__PROBLEM DESCRIPTION__
Reproduce every line of the listing below verbatim, without any alteration.

[Location annotation dataset excerpts]
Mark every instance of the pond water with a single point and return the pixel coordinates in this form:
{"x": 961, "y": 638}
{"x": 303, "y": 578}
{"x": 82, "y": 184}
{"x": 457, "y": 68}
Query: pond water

__OUTPUT FOR THIS EXERCISE__
Mark every instance of the pond water with a single point and return the pixel coordinates in this form:
{"x": 961, "y": 638}
{"x": 303, "y": 578}
{"x": 82, "y": 184}
{"x": 457, "y": 68}
Query: pond water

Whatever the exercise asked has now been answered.